### Material supplied
▼▼▼
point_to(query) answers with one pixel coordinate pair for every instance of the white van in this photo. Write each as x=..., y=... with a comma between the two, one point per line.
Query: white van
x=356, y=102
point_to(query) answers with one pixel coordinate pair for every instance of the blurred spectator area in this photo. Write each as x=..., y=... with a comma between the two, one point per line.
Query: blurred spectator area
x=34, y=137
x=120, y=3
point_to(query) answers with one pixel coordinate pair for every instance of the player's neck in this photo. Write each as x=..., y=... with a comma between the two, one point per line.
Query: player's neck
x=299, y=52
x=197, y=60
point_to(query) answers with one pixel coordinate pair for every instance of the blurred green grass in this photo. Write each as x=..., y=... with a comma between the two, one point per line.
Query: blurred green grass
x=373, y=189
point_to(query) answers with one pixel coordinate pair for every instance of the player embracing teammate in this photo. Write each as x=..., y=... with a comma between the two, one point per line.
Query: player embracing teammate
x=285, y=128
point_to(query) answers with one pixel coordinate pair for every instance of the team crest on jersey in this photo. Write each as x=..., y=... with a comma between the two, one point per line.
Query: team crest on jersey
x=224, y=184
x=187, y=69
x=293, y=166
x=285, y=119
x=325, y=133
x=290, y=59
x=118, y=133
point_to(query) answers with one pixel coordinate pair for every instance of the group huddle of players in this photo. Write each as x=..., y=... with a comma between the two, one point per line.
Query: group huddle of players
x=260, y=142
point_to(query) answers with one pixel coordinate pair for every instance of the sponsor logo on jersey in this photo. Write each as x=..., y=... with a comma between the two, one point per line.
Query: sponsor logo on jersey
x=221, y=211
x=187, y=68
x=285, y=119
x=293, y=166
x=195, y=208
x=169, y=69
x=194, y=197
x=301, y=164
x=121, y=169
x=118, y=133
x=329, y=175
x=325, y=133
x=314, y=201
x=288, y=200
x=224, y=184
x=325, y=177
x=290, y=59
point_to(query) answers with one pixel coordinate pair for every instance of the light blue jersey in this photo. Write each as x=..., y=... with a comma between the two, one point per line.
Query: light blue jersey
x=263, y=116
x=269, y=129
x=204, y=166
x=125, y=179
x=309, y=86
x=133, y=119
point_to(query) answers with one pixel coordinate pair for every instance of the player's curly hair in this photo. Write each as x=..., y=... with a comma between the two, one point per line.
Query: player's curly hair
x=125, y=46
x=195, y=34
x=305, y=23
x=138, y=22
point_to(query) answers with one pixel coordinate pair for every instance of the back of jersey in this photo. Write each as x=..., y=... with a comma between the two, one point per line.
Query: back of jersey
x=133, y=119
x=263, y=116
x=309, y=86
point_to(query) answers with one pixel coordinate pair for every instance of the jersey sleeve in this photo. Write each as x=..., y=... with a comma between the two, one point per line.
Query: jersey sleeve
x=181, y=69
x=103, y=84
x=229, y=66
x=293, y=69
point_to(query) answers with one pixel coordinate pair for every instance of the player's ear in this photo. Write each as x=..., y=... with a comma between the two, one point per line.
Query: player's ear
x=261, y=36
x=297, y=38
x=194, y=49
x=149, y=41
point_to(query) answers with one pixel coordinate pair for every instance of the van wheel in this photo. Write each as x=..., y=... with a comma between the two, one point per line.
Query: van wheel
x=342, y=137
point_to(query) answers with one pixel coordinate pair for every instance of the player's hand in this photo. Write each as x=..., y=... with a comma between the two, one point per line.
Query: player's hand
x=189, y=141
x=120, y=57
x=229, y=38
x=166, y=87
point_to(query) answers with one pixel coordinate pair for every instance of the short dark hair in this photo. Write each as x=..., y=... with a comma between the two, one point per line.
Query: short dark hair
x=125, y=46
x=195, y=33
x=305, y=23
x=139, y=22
▲▲▲
Print every record above exactly as written.

point_to(query) answers with one pixel coordinate pair for every instance of the white van in this photo. Write each as x=..., y=... with a comma between the two, one point per line.
Query: white van
x=356, y=102
point_to(query) answers with one pixel coordinate pair for every instance of the blurred spectator area in this photo. Write each as x=..., y=... with a comma between the two, one point per line.
Query: blurred spectator area
x=34, y=137
x=120, y=3
point_to(query) answers with one pixel coordinate pair for every instance of the player's neck in this photo. Write each as x=..., y=... with a comma between the two, one point per line.
Query: player's neck
x=299, y=52
x=197, y=60
point_to(query) answers with one pixel coordinate pair for every instance of the blurred green grass in this photo. Write each as x=..., y=... with a comma between the two, one point per line.
Query: blurred green grass
x=373, y=189
point_to(query) answers with one pixel coordinate pair for every instance of the player embracing teammate in this photo. Write each as x=..., y=... with a comma between the two, one point per line.
Query: player embracing teammate
x=285, y=128
point_to(query) answers with one pixel coordinate pair for every instance of the team crest on jersey in this photo. Write each as x=..., y=... with a comma between the two, one point per line.
Query: team crest on jersey
x=224, y=184
x=187, y=69
x=293, y=166
x=285, y=119
x=325, y=133
x=290, y=59
x=118, y=133
point_to(query) answers with one pixel coordinate pair for every instance of the group huddle of players in this photo. Write each as x=..., y=... with a comma between the two, one point per line.
Query: group huddle of players
x=260, y=142
point_to(query) answers with one pixel coordinate pair for every instance of the sponsor logo on jersey in this photo. Write each as x=..., y=... with a comma between the two, one point per line.
Query: sponsor logo on jersey
x=221, y=211
x=187, y=68
x=285, y=119
x=293, y=166
x=195, y=208
x=169, y=69
x=194, y=197
x=301, y=164
x=121, y=169
x=118, y=133
x=329, y=175
x=325, y=133
x=314, y=201
x=288, y=200
x=224, y=184
x=325, y=177
x=290, y=59
point_to(query) answers with one pixel coordinate pair for every instance of the light blue jersey in this photo. Write each as x=..., y=... with a comma between the two, one point per line.
Query: light blue jersey
x=263, y=116
x=269, y=129
x=204, y=166
x=125, y=179
x=309, y=86
x=133, y=119
point_to(query) answers with one pixel coordinate pair for every instance of the player's curly hair in this photo. Write each as x=..., y=... with a comma between the two, one point per line.
Query: player's curly hair
x=125, y=46
x=195, y=34
x=305, y=23
x=138, y=22
point_to(query) answers with one pixel coordinate pair for every instance of the back of jersey in this photo. Write each as x=..., y=... with a comma between the two, one point per line.
Query: back of jersey
x=133, y=119
x=263, y=116
x=309, y=86
point_to(query) answers with one pixel coordinate pair for every instance of the jersey sleeve in this photo. Write each as x=..., y=... with a comma between the two, one point per line.
Query: jersey sleeve
x=181, y=69
x=103, y=84
x=229, y=66
x=293, y=69
point_to(query) answers with one pixel coordinate pair for every instance of the player's ear in this photo. Write each as x=..., y=... with a comma between the two, one point per line.
Query: player's ear
x=261, y=36
x=297, y=38
x=194, y=49
x=149, y=41
point_to(query) answers with one pixel coordinate pair for every instance of the van wheel in this photo. Write each as x=..., y=... with a comma between the two, one point per line.
Query: van wheel
x=342, y=137
point_to(query) answers with one pixel coordinate pair for every instance of the player's hand in this photo. Write each as x=..., y=... with a comma between the two, one point per line.
Query: player's hand
x=189, y=141
x=120, y=57
x=229, y=38
x=166, y=87
point_to(query) answers with one pixel coordinate pair for every instance of the short dark hair in this photo. Write each as x=..., y=... with a comma between the two, one point per line.
Query: short dark hair
x=125, y=46
x=195, y=33
x=305, y=23
x=139, y=22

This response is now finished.